**Ejercicios propuestos**
1 - Resume en forma de lista el párrafo del fragmento de texto que comienza con "El resplandor (1980)" y conserva sus ideas principales.
2 - Reproduce sin cambios la parte del fragmento de texto que se abre con las palabras que contienen "El resplandor (1980), tan" y se cierra con "en su haber.".

**Fragmento de texto**
+-------+

Barry Lyndon (1975) es el trabajo más maduro de Kubrick y, fuera de toda duda, una de las películas más respetables de la decadente (para el cine) década de 1970, en la que triunfaron nimiedades seudocinematográficas del calibre de Robert Altman o Bernardo Bertolucci. Todo en esta película (que no debiera entenderse como ese “borrador” de lo que iba a ser su film sobre Napoleón) atiende a una lógica fílmica rara vez aplicada por Kubrick. Destacaré de modo especial el brillante empleo del zoom (que bien utilizado, en cuanto falso deformador del espacio, debe aludir directamente a la muerte), y que pese a imitar los planteamientos de Visconti a tal efecto, está bien utilizado. El alarde técnico que en sí mismo supone esta película, y muy especialmente todo lo referido a la fotografía, realizada con la luz natural (fue preciso contar con la asesoría técnica de la N.A.S.A., que cedió una lente de uno de sus telescopios para filmar un plano secuencia de extrema complejidad en el que la luz de las velas lo era todo) en su propósito de asimilar un "realismo" (sic) a la manera de la época como nunca antes se había visto. Pese a su enorme duración y múltiples incidentes, la película nunca aburre. La fluidez narrativa lograda se sustenta especialmente en el tratamiento emotivo de cada instante, puesto que Barry Lyndon es una película salpicada de obras maestras en varias secuencias. El lúcido fatalismo, que la enraíza con su otra gran película, Atraco perfecto, termina de rematar la calidad de esta obra, la última considerable de tan desigual cineasta.

El resplandor (1980), tan mala como la novela de la que parte, es un perfecto ejemplo de cuán penoso puede llegar a ser el oficio de Kubrick trabajando ciertos materiales. El film, antes que aterrorizar, provoca la carcajada inmediata. Carece de atmósfera, es en exceso largo y atiende antes que a un fin claro y coherente en tanto que película “de terror” a un mero desvarío técnico que perjudica a la película en su totalidad, desde el momento mismo en que el director, asumiendo su prepotencia, cree que por tratarse el género del terror de algo de segunda fila, le aplica con inoportuna machaconería su presunto estilo, desnaturalizando los códigos de un género que tiene tantas obras maestras en su haber.

Del presunto prestigio de una estupidez como La chaqueta metálica (1987) cabe hacerse muchas e inquietantes preguntas sobre el nivel mental de cierta crítica (ya que no público, absorbido por la infecta televisión). La crítica, en efecto, calificó a este artefacto como “el mejor film bélico de todos los tiempos”, cita que acompañó a la película en su promoción videográfica española... Pero todo esto, desde luego, no es más que una mentira, un asunto explicable por razones mercantiles y no cinematográficas. Habían pasado siete años de aquella broma con Jack Nicholson, y la luz del prestigio debía volver a aflorar. Como película bélica, eleva a la categoría de obra maestra a esa olvidable muestra del género que fue Senderos de gloria, mas como film de Kubrick denota una falta de sentido ético, una ausencia de implicación con el conflicto y un virtuosismo enfermizo en el que el conflicto humano es lo último, quedando todo reducido a pólvora. Como ejemplo de cine bélico es nocivo, como film sin más, irrelevante y mezquino (en sintonía con otro bodrio muy popular entonces: Platoon).

+-------+

**Datos proporcionados**
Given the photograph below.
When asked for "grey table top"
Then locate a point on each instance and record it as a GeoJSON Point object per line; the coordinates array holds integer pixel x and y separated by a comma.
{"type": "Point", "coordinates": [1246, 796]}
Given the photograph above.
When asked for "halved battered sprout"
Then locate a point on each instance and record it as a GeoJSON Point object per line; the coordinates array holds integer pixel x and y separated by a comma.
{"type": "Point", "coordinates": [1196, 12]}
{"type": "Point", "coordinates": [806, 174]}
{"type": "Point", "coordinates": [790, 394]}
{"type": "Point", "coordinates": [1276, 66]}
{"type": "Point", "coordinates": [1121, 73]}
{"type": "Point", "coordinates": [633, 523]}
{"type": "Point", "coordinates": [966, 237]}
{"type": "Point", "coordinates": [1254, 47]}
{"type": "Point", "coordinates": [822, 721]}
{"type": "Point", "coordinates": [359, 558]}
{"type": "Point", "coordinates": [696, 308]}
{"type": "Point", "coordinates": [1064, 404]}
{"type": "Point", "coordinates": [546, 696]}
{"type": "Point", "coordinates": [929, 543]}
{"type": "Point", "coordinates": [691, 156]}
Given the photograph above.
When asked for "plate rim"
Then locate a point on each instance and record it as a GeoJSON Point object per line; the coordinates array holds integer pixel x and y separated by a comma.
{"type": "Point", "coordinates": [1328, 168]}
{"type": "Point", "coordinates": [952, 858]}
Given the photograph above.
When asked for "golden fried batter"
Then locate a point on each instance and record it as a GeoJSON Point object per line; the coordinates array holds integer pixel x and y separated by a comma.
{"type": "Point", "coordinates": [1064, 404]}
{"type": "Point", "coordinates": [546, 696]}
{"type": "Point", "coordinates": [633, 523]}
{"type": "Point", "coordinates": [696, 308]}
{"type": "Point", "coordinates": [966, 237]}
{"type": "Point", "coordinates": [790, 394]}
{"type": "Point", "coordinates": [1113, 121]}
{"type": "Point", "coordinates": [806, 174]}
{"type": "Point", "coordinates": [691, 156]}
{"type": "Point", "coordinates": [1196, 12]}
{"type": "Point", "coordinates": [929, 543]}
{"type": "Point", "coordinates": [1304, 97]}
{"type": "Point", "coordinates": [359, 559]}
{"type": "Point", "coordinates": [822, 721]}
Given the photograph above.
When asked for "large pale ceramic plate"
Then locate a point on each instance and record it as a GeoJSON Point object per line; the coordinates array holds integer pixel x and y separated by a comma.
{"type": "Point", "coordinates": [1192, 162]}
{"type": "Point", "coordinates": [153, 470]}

+-------+

**Respuestas**
1 -
- El resplandor (1980) es tan mala como la novela en la que se basa y muestra lo penoso que puede ser el oficio de Kubrick con ciertos materiales.
- En vez de aterrorizar, provoca la carcajada inmediata.
- Carece de atmósfera y es demasiado larga.
- En lugar de perseguir un fin claro y coherente como película de terror, se entrega a un desvarío técnico que la perjudica por completo.
- Kubrick, por prepotencia, trata el terror como un género de segunda fila. Le aplica su estilo con insistencia y desnaturaliza los códigos de un género con muchas obras maestras.

2 -
El resplandor (1980), tan mala como la novela de la que parte, es un perfecto ejemplo de cuán penoso puede llegar a ser el oficio de Kubrick trabajando ciertos materiales. El film, antes que aterrorizar, provoca la carcajada inmediata. Carece de atmósfera, es en exceso largo y atiende antes que a un fin claro y coherente en tanto que película “de terror” a un mero desvarío técnico que perjudica a la película en su totalidad, desde el momento mismo en que el director, asumiendo su prepotencia, cree que por tratarse el género del terror de algo de segunda fila, le aplica con inoportuna machaconería su presunto estilo, desnaturalizando los códigos de un género que tiene tantas obras maestras en su haber.